── Texte à lire
On publia, pendant le cours de cette querelle, bien des contes contre Morin. On lui reprocha entre autres choses, 1°. qu’il avait été maître d’école jusqu’à l’âge de quarante ans, et qu’on l’avait vu, la plume à l’oreille et l’écritoire à la ceinture, demander de porte en porte si quelqu’un voulut apprendre à lire, à écrire et à chiffrer à tant par mois [4] ; 2°. qu’il promit à un jeune gentilhomme dont il avait fait l’horoscope, un grand bonheur dans les armes, et principalement dans les duels, ce qui fut cause que ce garçon devint querelleur, et voulut se battre pour une légère offense avec un homme qui le tua. On ajouta que le frère aîné du défunt, ayant su la prédiction de Morin, lui déchargea sur de dos toute sa colère : que les coups furent si pesans, qu’il fallut que les chirurgiens en dressassent un procès verbal, et que l’on en portât plainte à la justice de Sainte-Geneviève ; mais que les pères de la doctrine chrétienne s’interposèrent pour terminer le procès, et firent donner au battu une bonne somme, qu’il reçut comme une très-douce consolation [5] ; 3°. Que son avarice était sordide, et qu’il ne faisait des horoscopes que pour attraper de l’argent. Il réfute le premier reproche, en prouvant que depuis qu’il fut reçu médecin, jusqu’à ce qu’on lui donna la profession en mathématiques, il fut ou chez l’évêque de Boulogne, ou chez l’abbé de la Bretonnière, ou chez le duc de Luxembourg [6]. Remarquez qu’il n’était âgé que de trente ans, lorsqu’il fut promu au doctorat en médecine. Voyez la dernière remarque [7]. Il réfute le second reproche, en soutenant que si l’on veut interroger, ou ses voisins, et nommément M. Colletet, ou les juges de Sainte-Geneviève, ou les pères de la doctrine chrétienne, on trouvera qu’ils n’ont nulle connaissance de cette aventure [8]. Enfin, il dit qu’il n’est point avare, et qu’il ne l’a jamais été, et que son étoile prouve qu’il est aussi libéral que Gassendi est épargnant, selon sa figure de nativité. Il soutient que les leçons particulières d’astrologie lui eussent valu cent mille francs, s’il eût voulu avoir pour disciples tous ceux qui le voulaient être ; mais qu’il avait toujours refusé ceux même qui étaient recommandables par leur haute condition ; qu’on n’a que faire de lui parler de ses nièces : Dieu y a

  1. Bernerius, Anatomia ridiculi maris, pag. 144, 134.
  2. Ibid., pag. 137.
  3. Ibid., pag. 136.
  4. Me calamo supra aurem et scriptorio in latere ostiatim mendicâsse scolasticum, ut stipendio mensurno ducerem legere, scribere. et computare. Morin., in Defens. Dissertat., pag. 106.
  5. Ibid., pag. 108.
  6. Ibid., pag. 106, 107.
  7. Citation (137).
  8. Morin., in Defens. Dissertat., pag. 108.
────
── Extraits de données
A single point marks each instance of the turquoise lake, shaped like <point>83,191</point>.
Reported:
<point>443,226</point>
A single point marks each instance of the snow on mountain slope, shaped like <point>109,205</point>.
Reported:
────
-- Consigne --
Recopiez mot pour mot le passage du texte sur Morin, en commençant à « 4. Me calamo » et en terminant à « Dissertat., pag. 106. ». Ces enregistrements n'ont rien à voir avec le texte.

-- Réponse rédigée --
4. Me calamo supra aurem et scriptorio in latere ostiatim mendicâsse scolasticum, ut stipendio mensurno ducerem legere, scribere. et computare. Morin., in Defens. Dissertat., pag. 106.